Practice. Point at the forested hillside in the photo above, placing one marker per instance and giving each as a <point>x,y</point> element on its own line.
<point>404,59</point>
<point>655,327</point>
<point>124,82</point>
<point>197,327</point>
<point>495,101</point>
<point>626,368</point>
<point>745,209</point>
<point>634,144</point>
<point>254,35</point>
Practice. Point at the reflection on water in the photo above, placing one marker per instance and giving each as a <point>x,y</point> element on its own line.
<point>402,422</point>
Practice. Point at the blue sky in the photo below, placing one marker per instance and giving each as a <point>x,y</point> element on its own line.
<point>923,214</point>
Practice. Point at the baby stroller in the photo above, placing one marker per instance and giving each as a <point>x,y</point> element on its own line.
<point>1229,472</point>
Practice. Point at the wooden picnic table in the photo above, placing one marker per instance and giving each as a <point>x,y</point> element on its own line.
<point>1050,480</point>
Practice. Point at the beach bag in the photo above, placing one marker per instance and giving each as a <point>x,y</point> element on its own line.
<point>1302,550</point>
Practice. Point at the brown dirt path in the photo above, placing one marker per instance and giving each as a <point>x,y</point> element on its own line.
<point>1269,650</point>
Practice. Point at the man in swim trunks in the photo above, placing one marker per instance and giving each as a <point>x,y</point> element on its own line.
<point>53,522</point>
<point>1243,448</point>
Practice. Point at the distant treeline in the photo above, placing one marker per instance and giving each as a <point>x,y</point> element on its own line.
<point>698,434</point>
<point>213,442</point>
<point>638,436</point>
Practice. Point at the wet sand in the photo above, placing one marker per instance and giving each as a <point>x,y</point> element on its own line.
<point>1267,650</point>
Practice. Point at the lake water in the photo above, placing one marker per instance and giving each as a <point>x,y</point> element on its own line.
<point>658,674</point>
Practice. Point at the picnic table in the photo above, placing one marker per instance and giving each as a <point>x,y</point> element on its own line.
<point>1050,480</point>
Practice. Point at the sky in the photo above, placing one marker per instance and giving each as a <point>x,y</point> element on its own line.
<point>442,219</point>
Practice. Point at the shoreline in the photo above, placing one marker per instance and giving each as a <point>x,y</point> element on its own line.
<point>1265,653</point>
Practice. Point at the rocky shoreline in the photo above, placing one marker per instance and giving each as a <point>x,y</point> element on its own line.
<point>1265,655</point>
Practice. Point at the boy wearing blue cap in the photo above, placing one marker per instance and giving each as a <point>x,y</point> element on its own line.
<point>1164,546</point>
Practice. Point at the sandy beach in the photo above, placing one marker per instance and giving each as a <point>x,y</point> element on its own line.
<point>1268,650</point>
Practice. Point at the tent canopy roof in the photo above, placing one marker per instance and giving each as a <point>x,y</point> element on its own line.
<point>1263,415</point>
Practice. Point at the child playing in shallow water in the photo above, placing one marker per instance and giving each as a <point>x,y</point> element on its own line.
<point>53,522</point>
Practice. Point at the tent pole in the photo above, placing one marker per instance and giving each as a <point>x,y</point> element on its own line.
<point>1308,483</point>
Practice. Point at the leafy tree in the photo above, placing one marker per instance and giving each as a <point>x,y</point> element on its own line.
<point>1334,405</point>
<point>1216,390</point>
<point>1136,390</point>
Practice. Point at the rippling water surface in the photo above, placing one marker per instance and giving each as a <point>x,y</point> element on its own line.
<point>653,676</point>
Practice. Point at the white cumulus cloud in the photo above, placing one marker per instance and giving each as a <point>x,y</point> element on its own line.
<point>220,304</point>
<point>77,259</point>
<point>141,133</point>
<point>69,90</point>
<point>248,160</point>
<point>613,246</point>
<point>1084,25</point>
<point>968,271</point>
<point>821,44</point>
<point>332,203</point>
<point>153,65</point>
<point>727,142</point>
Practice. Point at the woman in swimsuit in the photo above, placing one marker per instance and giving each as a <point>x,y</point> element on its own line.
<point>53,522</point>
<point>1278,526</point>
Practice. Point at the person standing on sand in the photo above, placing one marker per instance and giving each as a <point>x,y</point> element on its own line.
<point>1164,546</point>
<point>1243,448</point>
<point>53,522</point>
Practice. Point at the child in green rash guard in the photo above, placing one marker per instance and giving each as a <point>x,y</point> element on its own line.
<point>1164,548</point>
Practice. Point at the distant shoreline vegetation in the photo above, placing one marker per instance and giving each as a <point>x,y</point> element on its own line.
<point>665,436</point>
= = =
▶ [Directive]: Convert everything in the material above from the line containing "Practice. Point at the rocky" down to the line containing "<point>1268,650</point>", both included, into a JSON list of strings with one string per line and no blank lines.

▶ [Finished exercise]:
[
  "Practice. Point at the rocky shoreline in the photo above, placing one marker per instance and giving each as a <point>x,y</point> element on its own line.",
  "<point>1265,655</point>",
  "Practice. Point at the boy wearing blue cap in the photo above, placing one marker per instance and giving each as a <point>x,y</point> element on its own line.",
  "<point>1164,546</point>",
  "Practice. Point at the sandy beach in the photo above, placing one marker per instance and giving each as a <point>x,y</point> element on its own line.",
  "<point>1268,650</point>"
]